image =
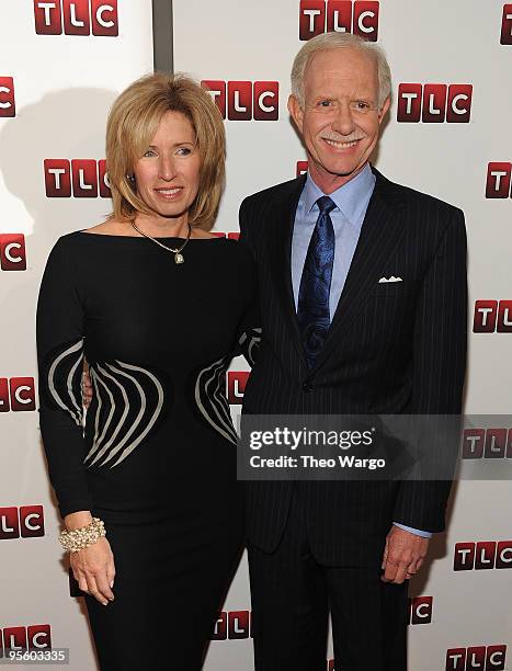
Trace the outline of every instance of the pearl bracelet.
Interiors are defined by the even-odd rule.
[[[59,542],[64,549],[78,553],[90,545],[94,545],[96,541],[104,536],[106,536],[104,522],[100,518],[92,518],[92,522],[87,526],[72,532],[61,531]]]

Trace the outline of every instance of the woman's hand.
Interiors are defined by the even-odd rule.
[[[70,562],[82,592],[91,594],[103,605],[114,601],[114,555],[106,538],[99,538],[93,545],[71,553]]]
[[[81,510],[66,515],[64,522],[68,531],[75,531],[90,524],[92,515],[90,511]],[[99,538],[93,545],[71,553],[70,564],[82,592],[91,594],[103,605],[114,601],[114,555],[106,538]]]

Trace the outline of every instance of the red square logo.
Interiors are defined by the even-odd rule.
[[[201,86],[208,91],[223,118],[226,118],[226,82],[221,79],[203,79]]]
[[[354,35],[360,35],[368,42],[377,42],[378,12],[378,2],[369,0],[357,0],[354,3]]]
[[[488,646],[486,671],[503,671],[505,668],[507,646]]]
[[[454,571],[473,571],[475,566],[475,543],[456,543],[453,560]]]
[[[71,197],[71,169],[67,159],[46,159],[45,189],[47,198]]]
[[[229,121],[252,120],[252,82],[228,82],[228,118]]]
[[[446,671],[465,671],[466,648],[450,648],[446,650]]]
[[[496,557],[496,543],[493,541],[480,541],[477,543],[475,554],[475,570],[493,569]]]
[[[226,611],[219,613],[217,622],[215,623],[214,633],[212,640],[227,640],[228,637],[228,614]]]
[[[418,83],[401,83],[398,87],[397,121],[417,124],[421,118],[423,87]]]
[[[98,197],[98,173],[94,159],[71,161],[72,194],[76,198]]]
[[[512,569],[512,541],[498,541],[496,547],[496,568]]]
[[[20,531],[23,538],[45,535],[43,505],[22,505],[20,508]]]
[[[0,77],[0,116],[15,116],[14,80],[12,77]]]
[[[89,35],[91,33],[89,0],[62,0],[62,14],[66,35]]]
[[[34,650],[52,649],[52,632],[49,625],[31,625],[26,627],[29,648]]]
[[[512,163],[491,162],[487,167],[486,198],[508,198]]]
[[[301,174],[308,171],[308,162],[307,161],[297,161],[296,175],[300,177]]]
[[[433,596],[414,596],[411,600],[411,624],[430,624],[432,603]]]
[[[3,648],[8,650],[26,650],[26,628],[5,627],[3,629]]]
[[[477,300],[473,320],[474,333],[493,333],[498,320],[498,300]]]
[[[60,0],[53,0],[53,2],[34,0],[34,18],[35,32],[37,35],[61,34]]]
[[[496,330],[498,333],[512,333],[512,300],[500,300]]]
[[[298,25],[301,41],[321,35],[326,30],[325,0],[300,0]]]
[[[109,173],[106,172],[106,161],[98,161],[98,183],[100,184],[100,195],[102,198],[112,197]]]
[[[228,637],[229,639],[249,638],[250,623],[249,611],[231,611],[228,613]]]
[[[481,459],[485,442],[485,429],[465,429],[463,434],[463,459]]]
[[[277,121],[280,117],[280,83],[254,82],[254,121]]]
[[[13,412],[35,410],[35,385],[33,377],[11,377],[9,386]]]
[[[9,380],[7,377],[0,377],[0,412],[9,412],[10,410]]]
[[[244,371],[228,371],[228,401],[231,406],[240,406],[243,401],[249,373]]]
[[[352,0],[329,0],[327,3],[327,32],[352,32]],[[311,35],[312,36],[312,35]]]
[[[91,0],[92,34],[116,37],[120,34],[117,0]]]
[[[503,19],[501,20],[501,44],[512,44],[512,4],[503,5]]]
[[[503,459],[507,450],[507,429],[488,429],[486,433],[486,459]]]
[[[26,270],[25,236],[0,235],[0,265],[5,271]]]
[[[18,508],[0,508],[0,541],[20,537]]]
[[[425,84],[423,87],[424,124],[442,124],[446,111],[446,84]]]
[[[471,84],[451,84],[446,105],[448,124],[468,124],[471,118]]]

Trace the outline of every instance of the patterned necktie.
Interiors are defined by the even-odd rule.
[[[334,227],[329,213],[337,206],[329,196],[318,198],[320,214],[309,241],[298,292],[297,319],[309,368],[329,330],[329,294],[334,261]]]

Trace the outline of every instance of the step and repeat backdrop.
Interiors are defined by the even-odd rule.
[[[293,57],[305,41],[350,31],[385,47],[392,105],[374,162],[389,179],[466,213],[466,412],[509,413],[512,3],[174,0],[172,8],[174,69],[205,82],[226,120],[219,235],[237,237],[246,195],[307,170],[286,111]],[[57,542],[38,433],[34,315],[56,239],[111,209],[106,114],[130,81],[152,70],[151,10],[150,0],[0,7],[0,662],[13,647],[53,647],[70,649],[73,671],[96,668],[82,599],[71,593]],[[248,374],[240,360],[228,373],[235,418]],[[512,422],[501,418],[493,429],[477,433],[481,450],[464,452],[475,467],[512,458]],[[410,584],[411,670],[512,669],[511,510],[510,482],[454,487],[448,531],[433,539],[428,566]],[[127,644],[136,634],[126,632]],[[212,639],[206,671],[253,669],[244,558]],[[350,671],[331,651],[326,670]]]

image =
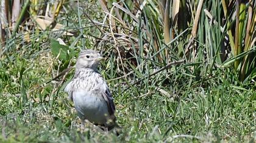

◇ ◇ ◇ ◇ ◇ ◇ ◇

Written task
Rewrite the span that opens with the line containing "Trace the outline of every instance of the red" and closes with the line containing "[[[488,646],[486,671],[503,671],[505,668],[507,646]]]", both ends included, as a Markdown table with columns Row and Text. Number each line in Row and skip blank lines.

The response
| Row | Text |
|---|---|
| 1 | Trace the outline of every instance of the red square logo. |
| 2 | Interiors are defined by the even-odd rule. |
| 3 | [[[201,86],[208,91],[223,118],[226,118],[226,82],[221,79],[203,79]]] |
| 4 | [[[354,35],[360,35],[368,42],[377,42],[378,12],[378,2],[369,0],[357,0],[354,3]]] |
| 5 | [[[488,646],[486,671],[503,671],[505,668],[507,646]]] |